§ Goal of the exercise: Reproduce the passage about Whately word for word, starting with "- 1825 Essays" and going on through "Fellowes). Eight lectures.".

§ Text for analysis:
——————————
Beginning in 1856, Whately began experiencing symptoms of decline, including paralysis of his left side, but he continued his public duties.

In the summer of 1863, Whately was prostrated by an ulcer in his leg; after several months of acute suffering, he died on 8 October 1863.

==Works==
Whately was a prolific writer, a successful expositor and Protestant apologist in works that ran to many editions and translations. His Elements of Logic (1826) was drawn from an article "Logic" in the Encyclopædia Metropolitana. The companion article on "Rhetoric" provided Elements of Rhetoric (1828). In these two works Whately introduced erotetic logic.

In 1825 Whately published a series of Essays on Some of the Peculiarities of the Christian Religion, followed in 1828 by a second series On Some of the Difficulties in the Writings of St Paul, and in 1830 by a third On the Errors of Romanism Traced to Their Origin in Human Nature. In 1837 he wrote his handbook of Christian Evidences, which was translated during his lifetime into more than a dozen languages. In the Irish context, the Christian Evidences was adapted to a form acceptable to Catholic beliefs, with the help of James Carlile.

===Selective listing===
Whately's works included:

- 1819 Historic Doubts relative to Napoleon Buonaparte, a jeu d'ésprit directed against excessive scepticism as applied to the Gospel history.
- 1822 On the Use and Abuse of Party Spirit in Matters of Religion (Bampton Lectures)
- 1825 Essays on Some of the Peculiarities of the Christian Religion
- 1826 Elements of Logic
- 1828 Elements of Rhetoric
- 1828 On Some of the Difficulties in the Writings of St Paul
- 1830 On the Errors of Romanism Traced to Their Origin in Human Nature
- 1831 Introductory Lectures on Political Economy, 1st ed. (London: B. Fellowes). Eight lectures.
- 1832 Introductory Lectures on Political Economy, 2nd ed. (London: B. Fellowes). Nine lectures and appendix.
- 1832 A View of the Scripture Revelations Concerning a Future State, lectures advancing belief in Christian mortalism.
- 1832 Thoughts on the Sabbath
- 1836 Charges and Tracts
- 1833 Sermons on Various Subjects
- 1839 Essays on Some of the Dangers to Christian Faith
- 1841 The Kingdom of Christ
- 1845 onwards "Easy Lessons": On Reasoning, On Morals, On Mind, and On the British Constitution
- 1856 Introductory Lessons on Morals, and Christian Evidences

(Linked works are from Internet Archive)

===Editor===
- William Wake (1866) Treatises of Predestination
- Francis Bacon (1858) Bacon's Essays with Annotations, See Essays (Francis Bacon).
- William Paley: (1837) [1796] A View of the Evidences of Christianity, in three parts
- William Paley: Moral Philosophy

==Character==
Humphrey Lloyd told Caroline Fox that Whately's eccentric behaviour and body language was exacerbated in Dublin by a sycophantic circle of friends. He was a great talker, a wit, and loved punning. In Oxford his white hat, rough white coat, and huge white dog earned for him the sobriquet of the White Bear, and he exhibited the exploits of his climbing dog in Christ Church Meadow.
——————————
§ Data extracts:
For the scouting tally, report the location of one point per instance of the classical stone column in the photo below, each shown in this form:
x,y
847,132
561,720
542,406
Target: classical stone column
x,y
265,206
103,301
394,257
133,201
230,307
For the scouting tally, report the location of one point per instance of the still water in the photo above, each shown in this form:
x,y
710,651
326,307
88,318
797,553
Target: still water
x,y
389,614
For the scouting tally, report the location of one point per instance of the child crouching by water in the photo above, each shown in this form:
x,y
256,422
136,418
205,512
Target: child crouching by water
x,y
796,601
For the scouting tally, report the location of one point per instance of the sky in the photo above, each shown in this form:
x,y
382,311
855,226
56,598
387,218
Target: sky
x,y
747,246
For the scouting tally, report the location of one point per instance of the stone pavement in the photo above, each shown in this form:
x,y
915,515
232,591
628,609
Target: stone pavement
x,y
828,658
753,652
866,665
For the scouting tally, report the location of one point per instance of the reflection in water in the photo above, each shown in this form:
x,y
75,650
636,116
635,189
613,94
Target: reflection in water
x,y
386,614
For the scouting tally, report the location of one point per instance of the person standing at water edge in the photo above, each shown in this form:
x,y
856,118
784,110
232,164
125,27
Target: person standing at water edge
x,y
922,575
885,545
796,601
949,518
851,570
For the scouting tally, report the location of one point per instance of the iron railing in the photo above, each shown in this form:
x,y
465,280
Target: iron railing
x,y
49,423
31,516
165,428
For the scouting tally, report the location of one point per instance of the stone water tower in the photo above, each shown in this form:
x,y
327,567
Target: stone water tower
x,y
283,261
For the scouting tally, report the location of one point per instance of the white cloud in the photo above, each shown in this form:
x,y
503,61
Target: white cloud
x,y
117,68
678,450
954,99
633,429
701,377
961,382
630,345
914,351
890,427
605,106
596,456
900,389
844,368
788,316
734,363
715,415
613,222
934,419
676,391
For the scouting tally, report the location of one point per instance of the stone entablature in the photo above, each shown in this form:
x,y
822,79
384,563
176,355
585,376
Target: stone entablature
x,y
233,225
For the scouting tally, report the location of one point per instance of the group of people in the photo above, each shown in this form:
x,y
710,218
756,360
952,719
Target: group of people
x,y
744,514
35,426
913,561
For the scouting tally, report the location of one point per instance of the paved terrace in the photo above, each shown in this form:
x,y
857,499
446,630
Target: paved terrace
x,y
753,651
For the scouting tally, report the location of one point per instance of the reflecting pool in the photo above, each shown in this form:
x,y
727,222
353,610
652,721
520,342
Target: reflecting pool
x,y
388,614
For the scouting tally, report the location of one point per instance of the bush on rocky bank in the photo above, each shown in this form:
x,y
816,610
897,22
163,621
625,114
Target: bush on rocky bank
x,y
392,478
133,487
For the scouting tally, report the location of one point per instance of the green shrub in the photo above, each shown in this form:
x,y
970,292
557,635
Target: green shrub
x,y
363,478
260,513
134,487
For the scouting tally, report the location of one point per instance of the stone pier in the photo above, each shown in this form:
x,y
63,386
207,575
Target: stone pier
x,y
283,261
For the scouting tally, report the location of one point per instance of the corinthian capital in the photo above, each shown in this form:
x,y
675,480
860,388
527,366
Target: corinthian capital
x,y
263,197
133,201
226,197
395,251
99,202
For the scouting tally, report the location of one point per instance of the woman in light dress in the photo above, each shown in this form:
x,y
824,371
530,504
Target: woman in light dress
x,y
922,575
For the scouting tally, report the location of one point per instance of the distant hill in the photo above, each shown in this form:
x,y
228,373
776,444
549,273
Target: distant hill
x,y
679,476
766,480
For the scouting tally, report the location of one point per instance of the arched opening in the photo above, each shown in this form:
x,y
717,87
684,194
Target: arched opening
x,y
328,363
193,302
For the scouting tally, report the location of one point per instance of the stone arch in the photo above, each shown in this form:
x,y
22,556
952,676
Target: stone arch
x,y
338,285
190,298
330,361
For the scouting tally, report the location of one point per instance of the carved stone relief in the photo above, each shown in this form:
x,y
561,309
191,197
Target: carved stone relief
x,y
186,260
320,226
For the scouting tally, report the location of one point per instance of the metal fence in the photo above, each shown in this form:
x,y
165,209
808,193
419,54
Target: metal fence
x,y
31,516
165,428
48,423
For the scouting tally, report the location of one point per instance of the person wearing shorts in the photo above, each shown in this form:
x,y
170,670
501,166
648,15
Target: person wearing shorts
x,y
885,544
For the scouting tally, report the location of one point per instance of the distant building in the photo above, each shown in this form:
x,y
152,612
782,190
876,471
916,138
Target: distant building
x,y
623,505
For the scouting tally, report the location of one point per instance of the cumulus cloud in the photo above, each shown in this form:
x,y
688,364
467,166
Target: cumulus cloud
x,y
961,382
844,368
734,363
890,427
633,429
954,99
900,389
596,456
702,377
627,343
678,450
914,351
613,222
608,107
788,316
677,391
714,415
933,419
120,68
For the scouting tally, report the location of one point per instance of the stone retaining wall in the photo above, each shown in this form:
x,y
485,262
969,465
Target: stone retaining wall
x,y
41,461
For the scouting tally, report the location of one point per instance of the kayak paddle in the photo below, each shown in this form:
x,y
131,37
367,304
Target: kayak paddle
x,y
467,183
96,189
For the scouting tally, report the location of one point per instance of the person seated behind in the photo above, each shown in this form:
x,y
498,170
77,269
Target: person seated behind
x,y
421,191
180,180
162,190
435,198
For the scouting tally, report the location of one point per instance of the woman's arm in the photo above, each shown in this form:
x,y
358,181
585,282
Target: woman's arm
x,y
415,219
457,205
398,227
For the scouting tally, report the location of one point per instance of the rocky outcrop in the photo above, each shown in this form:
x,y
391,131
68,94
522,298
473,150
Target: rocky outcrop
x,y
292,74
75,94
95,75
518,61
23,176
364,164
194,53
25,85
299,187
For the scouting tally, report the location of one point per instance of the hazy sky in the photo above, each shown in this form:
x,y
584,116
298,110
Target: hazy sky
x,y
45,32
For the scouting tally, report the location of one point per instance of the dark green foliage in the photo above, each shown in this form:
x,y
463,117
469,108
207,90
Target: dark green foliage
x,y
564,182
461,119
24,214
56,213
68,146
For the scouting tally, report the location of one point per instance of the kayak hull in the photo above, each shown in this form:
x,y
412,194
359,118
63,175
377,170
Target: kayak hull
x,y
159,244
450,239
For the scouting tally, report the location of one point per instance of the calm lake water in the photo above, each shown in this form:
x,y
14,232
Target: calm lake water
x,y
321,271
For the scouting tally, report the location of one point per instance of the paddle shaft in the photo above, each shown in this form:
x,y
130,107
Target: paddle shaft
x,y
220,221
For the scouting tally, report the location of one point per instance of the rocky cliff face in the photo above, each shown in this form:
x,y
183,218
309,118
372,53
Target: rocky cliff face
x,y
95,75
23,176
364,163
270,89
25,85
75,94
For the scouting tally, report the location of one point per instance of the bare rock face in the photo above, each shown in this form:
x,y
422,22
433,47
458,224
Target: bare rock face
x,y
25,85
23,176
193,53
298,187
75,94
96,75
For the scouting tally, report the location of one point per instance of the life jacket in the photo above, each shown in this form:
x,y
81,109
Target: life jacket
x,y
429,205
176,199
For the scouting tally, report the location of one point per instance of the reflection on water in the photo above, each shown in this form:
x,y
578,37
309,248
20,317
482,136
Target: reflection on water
——————————
§ Final answer:
- 1825 Essays on Some of the Peculiarities of the Christian Religion
- 1826 Elements of Logic
- 1828 Elements of Rhetoric
- 1828 On Some of the Difficulties in the Writings of St Paul
- 1830 On the Errors of Romanism Traced to Their Origin in Human Nature
- 1831 Introductory Lectures on Political Economy, 1st ed. (London: B. Fellowes). Eight lectures.